## [Passage cité]
==========

S’exprimant au lendemain du massacre survenu dans une église noire de Charleston, Barack Obama a déclaré hier que l’Amérique n’était pas guérie du racisme. Le mot « nègre », utilisé par le président pour frapper les esprits, a beau être devenu tabou, les idées que son usage traduisait n’ont pas disparu. De manière emblématique, cette idéologie raciale imprégnait le premier long-métrage de l’histoire du pays. Œuvre phare que de nombreux Américains préfèrent occulter, Naissance d’une nation, de D. W. Griffith, a été projeté pour la première fois en février 1915. Nul autre film n’a eu autant d’impact sur la société américaine, selon l’historien Melvin Strokes, qui lui a consacré un livre.

Cette fresque de trois heures raconte la guerre de Sécession et la reconstruction du Sud à la lumière d’une doctrine très répandue à l’époque : la suprématie blanche. Celle-là même dont s’est réclamé le tueur de Charleston. Les méchants sont les Noirs, les métisses et les politiciens du Nord ; les héros sont les membres du Ku Klux Klan, présentés en sauveurs du Sud blanc. « Les répercussions du film furent profondes et, à certains égards, paradoxales, écrit le réalisateur Godfrey Cheschire dans Books. D’une part, sa sortie coïncida avec la renaissance du Ku Klux Klan, qui avait été interdit en 1871. D’un autre côté, Naissance d’une nation donna son élan à l’Association nationale pour la promotion des gens de couleur (NAACP). Fondée tout juste cinq avant la sortie, celle-ci devint une force nationale en s’opposant à lui. »

==========

## [Consignes de l'exercice]
(A) Traduisez en anglais cette phrase du passage cité : « Cette fresque de trois heures raconte la guerre de Sécession et la reconstruction du Sud à la lumière d'une doctrine très répandue à l'époque : la suprématie blanche. »
(B) D'après le passage cité, en quelle année le Ku Klux Klan avait-il été interdit ?
Les entrées n'ont aucun rôle dans cet exercice.

## [Lignes d'un jeu de données de pointage]
==========

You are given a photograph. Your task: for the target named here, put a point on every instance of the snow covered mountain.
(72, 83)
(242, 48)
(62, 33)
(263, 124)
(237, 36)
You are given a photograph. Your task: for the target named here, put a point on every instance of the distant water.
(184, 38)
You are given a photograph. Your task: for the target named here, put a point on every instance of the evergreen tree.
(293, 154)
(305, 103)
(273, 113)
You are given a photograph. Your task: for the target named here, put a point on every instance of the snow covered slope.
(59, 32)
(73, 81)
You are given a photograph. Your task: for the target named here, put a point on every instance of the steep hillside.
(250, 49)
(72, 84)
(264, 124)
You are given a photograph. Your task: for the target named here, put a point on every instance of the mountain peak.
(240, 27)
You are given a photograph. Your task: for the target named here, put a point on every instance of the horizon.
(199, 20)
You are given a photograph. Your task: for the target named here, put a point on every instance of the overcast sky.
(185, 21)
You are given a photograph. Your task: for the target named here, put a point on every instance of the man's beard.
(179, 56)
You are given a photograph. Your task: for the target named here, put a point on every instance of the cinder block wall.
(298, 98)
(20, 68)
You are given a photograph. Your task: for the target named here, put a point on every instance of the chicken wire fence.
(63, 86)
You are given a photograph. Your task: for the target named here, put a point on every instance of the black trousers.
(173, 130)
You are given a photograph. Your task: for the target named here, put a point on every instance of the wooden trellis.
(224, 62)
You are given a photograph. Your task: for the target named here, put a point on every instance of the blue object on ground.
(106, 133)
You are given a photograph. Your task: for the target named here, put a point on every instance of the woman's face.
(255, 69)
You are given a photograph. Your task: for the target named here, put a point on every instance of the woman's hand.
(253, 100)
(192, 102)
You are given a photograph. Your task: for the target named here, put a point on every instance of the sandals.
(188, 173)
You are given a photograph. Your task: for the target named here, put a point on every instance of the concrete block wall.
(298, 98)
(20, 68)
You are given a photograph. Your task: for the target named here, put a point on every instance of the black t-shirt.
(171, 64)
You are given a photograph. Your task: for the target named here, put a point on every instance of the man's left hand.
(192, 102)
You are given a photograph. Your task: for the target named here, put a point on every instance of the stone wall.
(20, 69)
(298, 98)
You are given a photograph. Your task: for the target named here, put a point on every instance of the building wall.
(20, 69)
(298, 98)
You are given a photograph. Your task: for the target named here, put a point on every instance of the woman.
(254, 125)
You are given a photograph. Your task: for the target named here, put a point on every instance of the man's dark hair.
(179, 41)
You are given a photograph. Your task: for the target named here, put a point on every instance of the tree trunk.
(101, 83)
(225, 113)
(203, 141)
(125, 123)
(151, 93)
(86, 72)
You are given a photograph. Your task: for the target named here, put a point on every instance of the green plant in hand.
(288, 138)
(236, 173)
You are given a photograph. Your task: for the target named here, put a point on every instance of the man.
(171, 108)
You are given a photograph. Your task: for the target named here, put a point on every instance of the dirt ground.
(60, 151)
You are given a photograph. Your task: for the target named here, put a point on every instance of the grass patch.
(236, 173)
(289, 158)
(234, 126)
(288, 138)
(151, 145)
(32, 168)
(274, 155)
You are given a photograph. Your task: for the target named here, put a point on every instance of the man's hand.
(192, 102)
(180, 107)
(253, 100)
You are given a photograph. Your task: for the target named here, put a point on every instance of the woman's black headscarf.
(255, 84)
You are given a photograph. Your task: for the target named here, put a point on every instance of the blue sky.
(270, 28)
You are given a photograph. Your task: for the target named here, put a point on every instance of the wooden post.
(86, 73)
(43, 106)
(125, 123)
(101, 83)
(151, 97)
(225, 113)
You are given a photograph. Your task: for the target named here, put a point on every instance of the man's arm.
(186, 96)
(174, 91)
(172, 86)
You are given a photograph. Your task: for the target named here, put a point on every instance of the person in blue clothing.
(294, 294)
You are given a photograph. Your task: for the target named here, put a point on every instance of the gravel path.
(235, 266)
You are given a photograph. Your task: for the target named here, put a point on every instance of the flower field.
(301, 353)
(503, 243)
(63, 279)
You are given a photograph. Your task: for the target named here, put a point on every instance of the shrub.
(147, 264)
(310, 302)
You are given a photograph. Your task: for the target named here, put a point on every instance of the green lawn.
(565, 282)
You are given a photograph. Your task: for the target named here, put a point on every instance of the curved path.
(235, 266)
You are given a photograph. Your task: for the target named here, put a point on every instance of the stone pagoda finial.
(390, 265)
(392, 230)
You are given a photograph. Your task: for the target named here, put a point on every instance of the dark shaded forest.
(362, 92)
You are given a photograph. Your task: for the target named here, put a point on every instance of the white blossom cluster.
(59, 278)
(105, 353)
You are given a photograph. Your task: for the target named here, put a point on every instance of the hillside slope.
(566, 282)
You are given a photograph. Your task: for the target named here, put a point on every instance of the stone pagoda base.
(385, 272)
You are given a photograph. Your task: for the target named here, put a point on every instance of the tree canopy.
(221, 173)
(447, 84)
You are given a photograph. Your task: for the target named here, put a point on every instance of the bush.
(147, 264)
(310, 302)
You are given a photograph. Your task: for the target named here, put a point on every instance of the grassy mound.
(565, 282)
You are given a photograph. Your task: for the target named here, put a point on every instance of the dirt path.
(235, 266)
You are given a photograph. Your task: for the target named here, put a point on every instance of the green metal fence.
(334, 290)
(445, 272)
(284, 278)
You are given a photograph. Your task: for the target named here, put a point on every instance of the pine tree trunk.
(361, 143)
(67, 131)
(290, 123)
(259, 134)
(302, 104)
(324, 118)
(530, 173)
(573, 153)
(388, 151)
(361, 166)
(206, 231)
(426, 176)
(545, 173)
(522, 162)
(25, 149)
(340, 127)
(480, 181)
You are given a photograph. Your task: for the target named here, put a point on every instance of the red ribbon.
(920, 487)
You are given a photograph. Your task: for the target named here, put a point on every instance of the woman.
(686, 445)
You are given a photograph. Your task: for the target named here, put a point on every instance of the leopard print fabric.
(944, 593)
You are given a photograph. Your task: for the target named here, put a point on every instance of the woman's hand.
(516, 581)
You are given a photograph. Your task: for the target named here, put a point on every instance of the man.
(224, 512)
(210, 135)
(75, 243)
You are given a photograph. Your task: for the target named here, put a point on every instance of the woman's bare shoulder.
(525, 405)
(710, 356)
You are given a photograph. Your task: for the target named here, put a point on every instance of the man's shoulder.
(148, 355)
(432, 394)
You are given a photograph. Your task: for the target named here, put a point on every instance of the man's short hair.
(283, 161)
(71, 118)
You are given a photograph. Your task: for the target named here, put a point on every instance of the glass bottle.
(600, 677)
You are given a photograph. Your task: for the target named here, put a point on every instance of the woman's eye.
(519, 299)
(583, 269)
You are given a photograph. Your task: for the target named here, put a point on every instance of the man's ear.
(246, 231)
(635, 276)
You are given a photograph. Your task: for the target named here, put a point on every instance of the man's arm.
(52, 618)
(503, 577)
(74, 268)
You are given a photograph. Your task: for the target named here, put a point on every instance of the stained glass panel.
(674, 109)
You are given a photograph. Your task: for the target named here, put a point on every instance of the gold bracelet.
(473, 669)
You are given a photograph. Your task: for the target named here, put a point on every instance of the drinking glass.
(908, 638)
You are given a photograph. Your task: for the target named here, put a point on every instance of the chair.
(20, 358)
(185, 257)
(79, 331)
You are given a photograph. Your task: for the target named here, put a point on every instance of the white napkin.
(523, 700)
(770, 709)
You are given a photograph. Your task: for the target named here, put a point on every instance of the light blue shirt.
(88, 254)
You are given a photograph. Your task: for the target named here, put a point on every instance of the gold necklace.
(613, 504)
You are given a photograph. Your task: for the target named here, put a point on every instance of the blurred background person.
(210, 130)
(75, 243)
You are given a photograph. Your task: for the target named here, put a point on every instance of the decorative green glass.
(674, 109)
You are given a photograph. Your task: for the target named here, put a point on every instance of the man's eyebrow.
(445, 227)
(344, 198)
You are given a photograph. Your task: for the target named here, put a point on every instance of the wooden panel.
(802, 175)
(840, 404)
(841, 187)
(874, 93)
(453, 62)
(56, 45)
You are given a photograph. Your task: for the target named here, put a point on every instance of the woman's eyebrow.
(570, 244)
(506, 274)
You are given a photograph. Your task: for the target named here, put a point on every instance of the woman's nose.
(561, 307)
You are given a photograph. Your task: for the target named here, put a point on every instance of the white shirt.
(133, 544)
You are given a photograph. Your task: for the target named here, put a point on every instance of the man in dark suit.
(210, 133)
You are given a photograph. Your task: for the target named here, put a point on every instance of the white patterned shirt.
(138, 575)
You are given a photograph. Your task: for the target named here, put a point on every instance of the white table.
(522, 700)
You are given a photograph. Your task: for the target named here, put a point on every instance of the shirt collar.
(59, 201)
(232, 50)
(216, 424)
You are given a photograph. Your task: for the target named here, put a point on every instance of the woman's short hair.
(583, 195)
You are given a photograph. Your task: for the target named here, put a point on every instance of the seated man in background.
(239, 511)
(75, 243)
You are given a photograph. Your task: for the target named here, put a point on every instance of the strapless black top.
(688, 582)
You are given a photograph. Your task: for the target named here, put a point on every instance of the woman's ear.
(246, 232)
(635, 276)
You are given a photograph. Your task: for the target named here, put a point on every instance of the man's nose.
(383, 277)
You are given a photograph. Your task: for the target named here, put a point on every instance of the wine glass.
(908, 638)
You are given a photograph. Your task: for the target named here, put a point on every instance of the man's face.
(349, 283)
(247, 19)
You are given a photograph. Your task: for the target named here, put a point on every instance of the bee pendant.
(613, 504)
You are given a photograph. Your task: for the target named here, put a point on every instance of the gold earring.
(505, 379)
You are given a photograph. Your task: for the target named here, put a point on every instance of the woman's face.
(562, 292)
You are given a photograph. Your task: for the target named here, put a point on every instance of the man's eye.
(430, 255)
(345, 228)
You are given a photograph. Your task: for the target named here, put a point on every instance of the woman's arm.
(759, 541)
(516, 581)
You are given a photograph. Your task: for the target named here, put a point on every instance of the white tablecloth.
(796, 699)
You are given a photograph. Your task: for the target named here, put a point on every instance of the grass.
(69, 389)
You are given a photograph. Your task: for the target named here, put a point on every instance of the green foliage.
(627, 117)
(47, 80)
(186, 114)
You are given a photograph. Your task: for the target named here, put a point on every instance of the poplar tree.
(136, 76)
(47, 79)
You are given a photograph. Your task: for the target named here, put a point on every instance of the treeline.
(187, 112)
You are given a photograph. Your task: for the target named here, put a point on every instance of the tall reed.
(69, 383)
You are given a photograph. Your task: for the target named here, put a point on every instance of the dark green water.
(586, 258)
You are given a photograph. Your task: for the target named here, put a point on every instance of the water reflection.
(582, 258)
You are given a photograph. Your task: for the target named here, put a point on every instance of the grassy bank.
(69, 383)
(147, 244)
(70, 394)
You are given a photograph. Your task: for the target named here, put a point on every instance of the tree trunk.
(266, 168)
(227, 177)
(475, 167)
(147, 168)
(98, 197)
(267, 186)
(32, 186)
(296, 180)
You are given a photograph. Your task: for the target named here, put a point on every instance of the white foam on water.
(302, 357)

==========

## [Réponses fournies]
(A) This three-hour epic tells the story of the Civil War and the reconstruction of the South in light of a doctrine that was widespread at the time: white supremacy.

(B) En 1871.